* **Task requirements**:
Review the material and extract every line in which the word "below" occurs.
═════ Input material
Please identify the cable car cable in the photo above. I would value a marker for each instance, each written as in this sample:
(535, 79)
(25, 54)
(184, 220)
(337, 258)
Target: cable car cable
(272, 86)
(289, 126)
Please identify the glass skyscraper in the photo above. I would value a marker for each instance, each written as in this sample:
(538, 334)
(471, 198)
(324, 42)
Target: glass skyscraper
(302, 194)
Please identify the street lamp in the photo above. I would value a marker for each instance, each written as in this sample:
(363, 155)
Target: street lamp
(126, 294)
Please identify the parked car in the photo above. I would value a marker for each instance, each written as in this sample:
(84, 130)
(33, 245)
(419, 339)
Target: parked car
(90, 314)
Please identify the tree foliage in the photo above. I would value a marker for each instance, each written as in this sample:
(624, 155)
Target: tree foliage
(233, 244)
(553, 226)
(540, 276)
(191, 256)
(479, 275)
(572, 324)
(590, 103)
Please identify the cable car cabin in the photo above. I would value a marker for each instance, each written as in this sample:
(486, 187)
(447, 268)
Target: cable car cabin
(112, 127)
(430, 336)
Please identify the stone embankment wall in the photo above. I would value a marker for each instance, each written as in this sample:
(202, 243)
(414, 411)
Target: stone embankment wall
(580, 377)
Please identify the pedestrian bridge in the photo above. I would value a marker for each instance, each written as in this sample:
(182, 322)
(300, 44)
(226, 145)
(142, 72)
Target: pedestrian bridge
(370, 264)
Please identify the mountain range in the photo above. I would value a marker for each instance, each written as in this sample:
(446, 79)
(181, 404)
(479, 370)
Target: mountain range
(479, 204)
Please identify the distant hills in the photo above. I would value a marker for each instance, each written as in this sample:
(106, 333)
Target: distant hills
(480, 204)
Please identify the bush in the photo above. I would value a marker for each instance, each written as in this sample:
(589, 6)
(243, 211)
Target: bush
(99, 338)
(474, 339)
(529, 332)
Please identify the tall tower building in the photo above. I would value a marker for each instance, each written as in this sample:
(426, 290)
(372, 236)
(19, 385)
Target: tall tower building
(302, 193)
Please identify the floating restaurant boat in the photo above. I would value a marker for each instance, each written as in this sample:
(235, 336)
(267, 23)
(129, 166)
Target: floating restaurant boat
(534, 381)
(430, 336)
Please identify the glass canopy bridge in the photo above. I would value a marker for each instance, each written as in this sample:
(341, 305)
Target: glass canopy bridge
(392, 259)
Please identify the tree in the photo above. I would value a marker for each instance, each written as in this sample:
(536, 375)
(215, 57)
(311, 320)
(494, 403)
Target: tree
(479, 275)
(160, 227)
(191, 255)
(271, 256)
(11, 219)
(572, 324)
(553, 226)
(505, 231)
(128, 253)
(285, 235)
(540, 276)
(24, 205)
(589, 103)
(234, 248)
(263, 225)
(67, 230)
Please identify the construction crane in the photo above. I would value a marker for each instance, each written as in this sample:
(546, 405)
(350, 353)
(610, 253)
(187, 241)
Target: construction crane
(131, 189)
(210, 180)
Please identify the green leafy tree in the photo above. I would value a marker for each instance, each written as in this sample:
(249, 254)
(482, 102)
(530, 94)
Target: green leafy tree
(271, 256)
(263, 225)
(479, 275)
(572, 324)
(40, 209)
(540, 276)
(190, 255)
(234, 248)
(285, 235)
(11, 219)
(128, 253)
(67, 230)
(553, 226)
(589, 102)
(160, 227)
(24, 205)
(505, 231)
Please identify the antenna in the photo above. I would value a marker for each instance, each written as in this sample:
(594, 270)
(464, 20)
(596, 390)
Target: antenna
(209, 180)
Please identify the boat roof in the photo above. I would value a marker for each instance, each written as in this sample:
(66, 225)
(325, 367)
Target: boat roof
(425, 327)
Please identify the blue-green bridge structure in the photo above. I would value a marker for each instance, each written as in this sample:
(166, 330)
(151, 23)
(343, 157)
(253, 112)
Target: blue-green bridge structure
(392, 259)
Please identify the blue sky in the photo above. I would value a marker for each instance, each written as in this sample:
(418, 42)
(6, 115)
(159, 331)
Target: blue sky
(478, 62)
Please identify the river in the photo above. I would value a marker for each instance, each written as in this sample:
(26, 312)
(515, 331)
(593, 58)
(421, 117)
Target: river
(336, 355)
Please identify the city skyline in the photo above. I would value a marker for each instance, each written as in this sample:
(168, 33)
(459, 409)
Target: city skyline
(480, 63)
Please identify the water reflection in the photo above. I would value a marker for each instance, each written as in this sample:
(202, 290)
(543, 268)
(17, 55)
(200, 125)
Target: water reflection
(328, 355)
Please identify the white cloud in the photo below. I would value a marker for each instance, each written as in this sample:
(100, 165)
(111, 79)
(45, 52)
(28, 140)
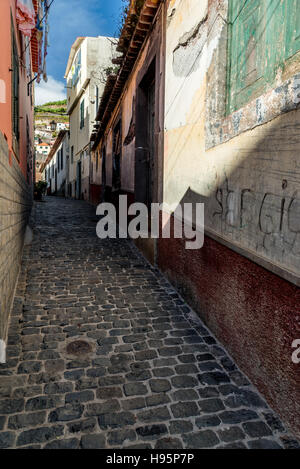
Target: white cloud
(53, 90)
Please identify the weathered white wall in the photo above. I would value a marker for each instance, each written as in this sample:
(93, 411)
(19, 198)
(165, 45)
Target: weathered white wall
(250, 184)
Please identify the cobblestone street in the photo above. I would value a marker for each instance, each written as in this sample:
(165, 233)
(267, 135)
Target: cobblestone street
(104, 354)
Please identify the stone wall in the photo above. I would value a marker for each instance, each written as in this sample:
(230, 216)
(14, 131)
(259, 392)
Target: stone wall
(15, 207)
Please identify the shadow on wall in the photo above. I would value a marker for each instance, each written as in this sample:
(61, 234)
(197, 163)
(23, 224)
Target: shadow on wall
(255, 203)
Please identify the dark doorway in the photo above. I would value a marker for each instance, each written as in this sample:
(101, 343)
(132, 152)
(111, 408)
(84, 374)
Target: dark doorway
(145, 138)
(117, 152)
(78, 185)
(55, 181)
(103, 168)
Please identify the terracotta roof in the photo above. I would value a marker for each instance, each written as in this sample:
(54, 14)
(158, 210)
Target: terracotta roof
(57, 142)
(35, 44)
(133, 35)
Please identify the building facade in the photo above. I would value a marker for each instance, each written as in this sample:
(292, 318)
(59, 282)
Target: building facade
(205, 109)
(19, 61)
(85, 74)
(55, 170)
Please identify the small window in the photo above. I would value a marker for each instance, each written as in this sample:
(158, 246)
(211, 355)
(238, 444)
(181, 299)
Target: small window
(264, 35)
(62, 159)
(15, 93)
(97, 99)
(82, 114)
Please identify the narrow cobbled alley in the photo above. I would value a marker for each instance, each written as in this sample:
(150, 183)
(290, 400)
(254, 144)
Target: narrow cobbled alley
(103, 353)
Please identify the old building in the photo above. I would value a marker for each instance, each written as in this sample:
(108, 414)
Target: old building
(20, 60)
(204, 109)
(55, 170)
(85, 74)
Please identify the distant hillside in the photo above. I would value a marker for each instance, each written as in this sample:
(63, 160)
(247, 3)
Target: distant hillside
(52, 108)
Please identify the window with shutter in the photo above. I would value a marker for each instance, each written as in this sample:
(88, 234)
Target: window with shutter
(82, 115)
(263, 34)
(15, 93)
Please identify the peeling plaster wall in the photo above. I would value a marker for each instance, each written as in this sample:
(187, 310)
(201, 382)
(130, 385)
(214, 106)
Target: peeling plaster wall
(245, 168)
(250, 183)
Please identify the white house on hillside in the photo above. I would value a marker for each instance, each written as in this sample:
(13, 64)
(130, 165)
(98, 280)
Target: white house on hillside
(56, 167)
(89, 59)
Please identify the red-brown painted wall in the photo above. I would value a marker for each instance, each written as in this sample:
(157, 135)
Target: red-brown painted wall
(254, 313)
(8, 10)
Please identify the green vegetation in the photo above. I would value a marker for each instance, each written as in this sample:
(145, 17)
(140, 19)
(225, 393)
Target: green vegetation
(54, 107)
(56, 103)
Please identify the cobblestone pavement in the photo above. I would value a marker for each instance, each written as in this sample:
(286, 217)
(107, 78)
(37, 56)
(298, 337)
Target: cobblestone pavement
(148, 374)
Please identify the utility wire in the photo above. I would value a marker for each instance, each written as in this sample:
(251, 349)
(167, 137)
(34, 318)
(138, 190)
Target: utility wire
(47, 11)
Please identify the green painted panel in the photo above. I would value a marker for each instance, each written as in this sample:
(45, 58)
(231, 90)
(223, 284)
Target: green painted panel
(293, 28)
(258, 45)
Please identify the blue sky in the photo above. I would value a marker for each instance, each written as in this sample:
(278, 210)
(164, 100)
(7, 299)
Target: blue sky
(69, 19)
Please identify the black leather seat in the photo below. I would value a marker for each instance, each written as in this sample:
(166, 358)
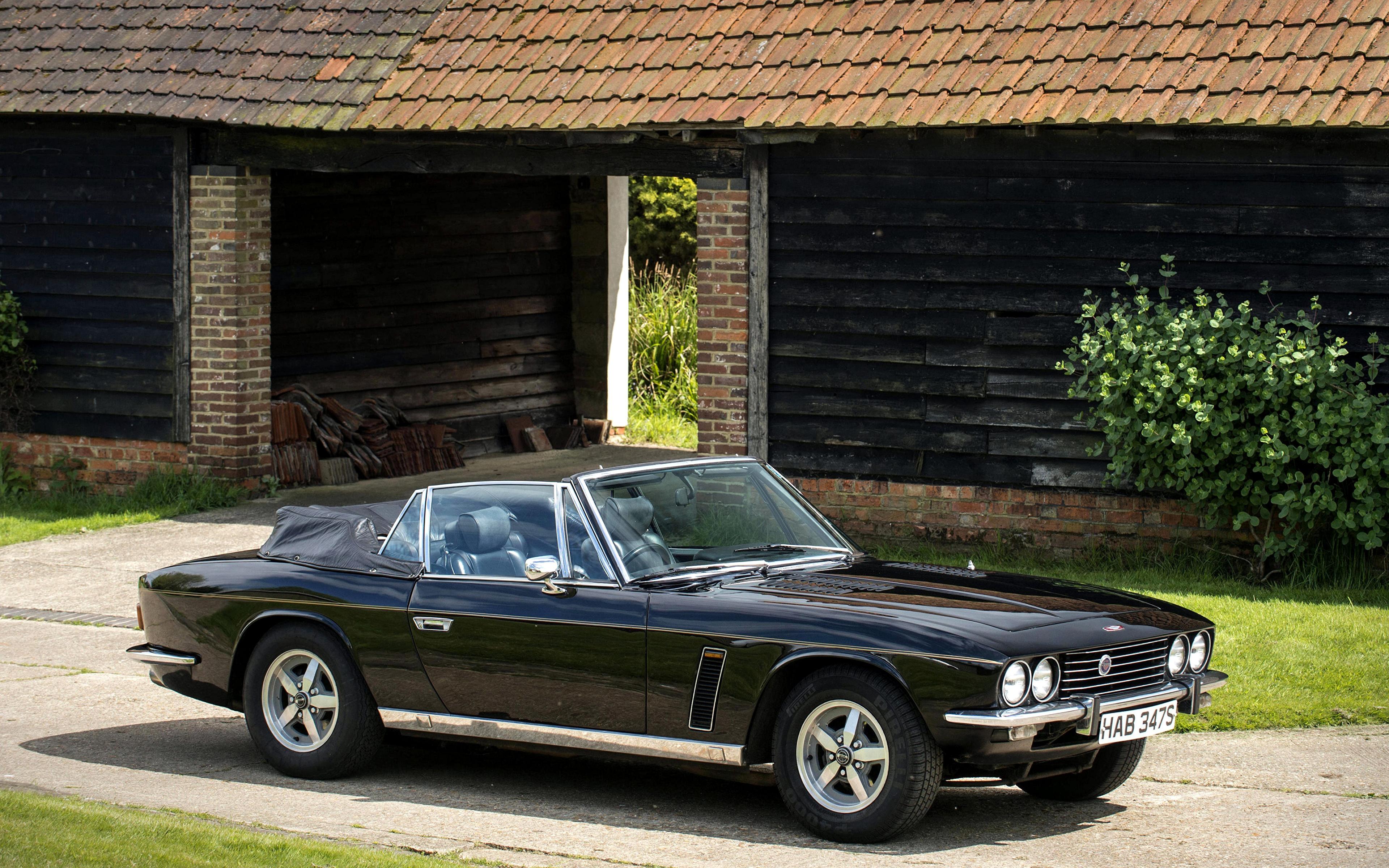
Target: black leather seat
(630, 523)
(483, 544)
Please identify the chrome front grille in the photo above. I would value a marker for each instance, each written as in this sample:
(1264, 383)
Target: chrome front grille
(1141, 664)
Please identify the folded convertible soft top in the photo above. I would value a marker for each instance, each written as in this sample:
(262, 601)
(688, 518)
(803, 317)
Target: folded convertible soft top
(338, 538)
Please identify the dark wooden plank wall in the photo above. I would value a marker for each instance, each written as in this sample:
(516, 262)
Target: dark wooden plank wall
(87, 228)
(923, 289)
(448, 294)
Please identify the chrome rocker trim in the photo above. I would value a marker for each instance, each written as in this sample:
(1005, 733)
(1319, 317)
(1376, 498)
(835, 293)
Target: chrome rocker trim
(157, 656)
(1087, 709)
(564, 737)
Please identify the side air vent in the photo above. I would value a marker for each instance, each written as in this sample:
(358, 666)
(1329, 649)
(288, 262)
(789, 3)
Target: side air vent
(825, 585)
(706, 689)
(955, 571)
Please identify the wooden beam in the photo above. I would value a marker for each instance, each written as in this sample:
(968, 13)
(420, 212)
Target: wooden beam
(458, 153)
(757, 301)
(182, 294)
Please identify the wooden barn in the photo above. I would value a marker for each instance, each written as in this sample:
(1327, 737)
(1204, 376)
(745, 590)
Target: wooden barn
(901, 205)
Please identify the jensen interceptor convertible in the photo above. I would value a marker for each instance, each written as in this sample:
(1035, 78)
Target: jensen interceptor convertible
(696, 612)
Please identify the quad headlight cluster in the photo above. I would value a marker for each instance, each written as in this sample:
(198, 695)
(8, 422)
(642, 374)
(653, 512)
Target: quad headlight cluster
(1042, 678)
(1189, 653)
(1041, 681)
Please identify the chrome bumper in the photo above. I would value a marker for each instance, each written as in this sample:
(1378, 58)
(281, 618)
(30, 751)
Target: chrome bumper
(157, 656)
(1088, 709)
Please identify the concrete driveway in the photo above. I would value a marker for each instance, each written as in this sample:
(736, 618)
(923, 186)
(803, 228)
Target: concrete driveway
(78, 717)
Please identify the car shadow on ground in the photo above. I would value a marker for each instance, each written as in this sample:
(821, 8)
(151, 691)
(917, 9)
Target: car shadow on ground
(599, 791)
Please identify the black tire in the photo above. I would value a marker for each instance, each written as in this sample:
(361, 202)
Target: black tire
(1113, 767)
(913, 771)
(356, 732)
══════════
* **The completed task**:
Please identify the white cloud in the photo below. I would value a marker for each instance, each written as in this sample:
Please identify the black leather seat in the photo below. I would value a marker for each instance, each written as in this sample:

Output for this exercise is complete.